__Written task__
Substitute "cast shadow" for "building shadow" throughout the items below and write them all out again, leaving everything else untouched.

__Named region outline items__
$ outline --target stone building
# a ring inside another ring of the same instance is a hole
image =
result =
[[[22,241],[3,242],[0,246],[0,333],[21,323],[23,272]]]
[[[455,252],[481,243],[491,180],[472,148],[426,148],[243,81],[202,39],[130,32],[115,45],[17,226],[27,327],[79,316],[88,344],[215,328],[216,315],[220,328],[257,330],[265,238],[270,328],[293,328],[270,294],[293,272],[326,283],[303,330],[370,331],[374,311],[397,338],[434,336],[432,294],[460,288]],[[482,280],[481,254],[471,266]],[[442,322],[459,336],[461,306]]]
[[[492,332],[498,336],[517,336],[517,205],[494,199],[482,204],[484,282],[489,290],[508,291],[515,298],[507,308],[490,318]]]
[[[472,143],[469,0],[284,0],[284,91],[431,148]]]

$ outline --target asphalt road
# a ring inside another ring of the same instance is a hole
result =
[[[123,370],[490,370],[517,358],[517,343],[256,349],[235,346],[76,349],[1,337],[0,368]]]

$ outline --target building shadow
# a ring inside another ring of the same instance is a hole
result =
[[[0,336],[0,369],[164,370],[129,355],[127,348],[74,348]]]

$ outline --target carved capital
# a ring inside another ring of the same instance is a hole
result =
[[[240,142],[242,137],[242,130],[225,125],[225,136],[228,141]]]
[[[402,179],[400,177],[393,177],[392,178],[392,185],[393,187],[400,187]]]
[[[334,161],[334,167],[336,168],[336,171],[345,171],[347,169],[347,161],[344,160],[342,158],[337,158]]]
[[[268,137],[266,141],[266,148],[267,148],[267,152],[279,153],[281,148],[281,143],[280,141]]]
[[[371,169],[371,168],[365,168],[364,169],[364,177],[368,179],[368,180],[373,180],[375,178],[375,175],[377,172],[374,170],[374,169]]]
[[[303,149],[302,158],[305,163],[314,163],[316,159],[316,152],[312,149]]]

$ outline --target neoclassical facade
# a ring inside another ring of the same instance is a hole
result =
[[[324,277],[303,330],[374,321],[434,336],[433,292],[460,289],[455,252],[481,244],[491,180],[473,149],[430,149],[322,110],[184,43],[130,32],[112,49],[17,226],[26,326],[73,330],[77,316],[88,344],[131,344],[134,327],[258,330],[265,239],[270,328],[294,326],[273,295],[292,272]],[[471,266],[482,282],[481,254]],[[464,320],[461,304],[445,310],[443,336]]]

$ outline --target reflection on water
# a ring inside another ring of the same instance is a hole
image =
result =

__The result__
$ outline --target stone building
# a ring inside another ring of the same instance is a hole
image =
result =
[[[22,241],[3,242],[0,246],[0,333],[21,323],[23,272]]]
[[[455,252],[481,243],[491,180],[472,148],[426,148],[243,81],[202,39],[130,32],[115,45],[17,226],[27,327],[79,316],[88,344],[215,328],[216,315],[220,328],[257,330],[265,238],[270,328],[293,328],[270,294],[293,272],[326,283],[303,330],[370,331],[374,311],[397,338],[434,336],[432,294],[460,288]],[[482,280],[481,254],[471,266]],[[442,322],[459,336],[461,306]]]
[[[492,332],[498,336],[517,336],[517,205],[494,199],[482,204],[484,282],[489,290],[508,291],[515,298],[507,308],[490,318]]]
[[[472,143],[469,0],[284,0],[284,91],[431,148]]]

$ outline --target asphalt road
# a ring inside another ring of the same instance is a hole
result =
[[[123,370],[490,370],[517,358],[517,343],[256,349],[235,346],[76,349],[1,337],[0,368]]]

$ outline --target cast shadow
# a ring inside another ring of the same instance is a hole
result =
[[[0,336],[0,369],[164,370],[129,355],[127,348],[74,348]]]

$ outline --target carved capital
# a ring inside another ring of the same instance is a hole
result =
[[[240,142],[242,137],[242,130],[225,125],[225,136],[228,141]]]
[[[402,179],[400,177],[393,177],[392,178],[392,185],[393,187],[400,187]]]
[[[334,161],[334,167],[336,168],[336,171],[345,171],[347,169],[347,161],[344,160],[342,158],[337,158]]]
[[[268,137],[266,141],[266,148],[267,148],[267,152],[279,153],[281,148],[281,143],[280,141]]]
[[[371,169],[371,168],[365,168],[364,169],[364,177],[368,179],[368,180],[373,180],[375,178],[375,175],[377,172],[374,170],[374,169]]]
[[[303,149],[302,158],[305,163],[314,163],[316,159],[316,152],[312,149]]]

$ outline --target neoclassical facade
# a ring inside another ring of the same instance is a hole
result =
[[[324,277],[303,330],[374,321],[434,336],[433,292],[460,289],[455,252],[481,244],[491,180],[473,149],[430,149],[322,110],[184,43],[130,32],[112,49],[17,226],[26,326],[73,330],[77,316],[88,344],[131,344],[134,327],[258,330],[265,239],[270,328],[294,326],[273,295],[292,272]],[[471,266],[482,282],[481,254]],[[464,320],[461,304],[445,310],[443,336]]]

$ outline --target reflection on water
# a ring inside another ring of the same instance is a hole
image =
result =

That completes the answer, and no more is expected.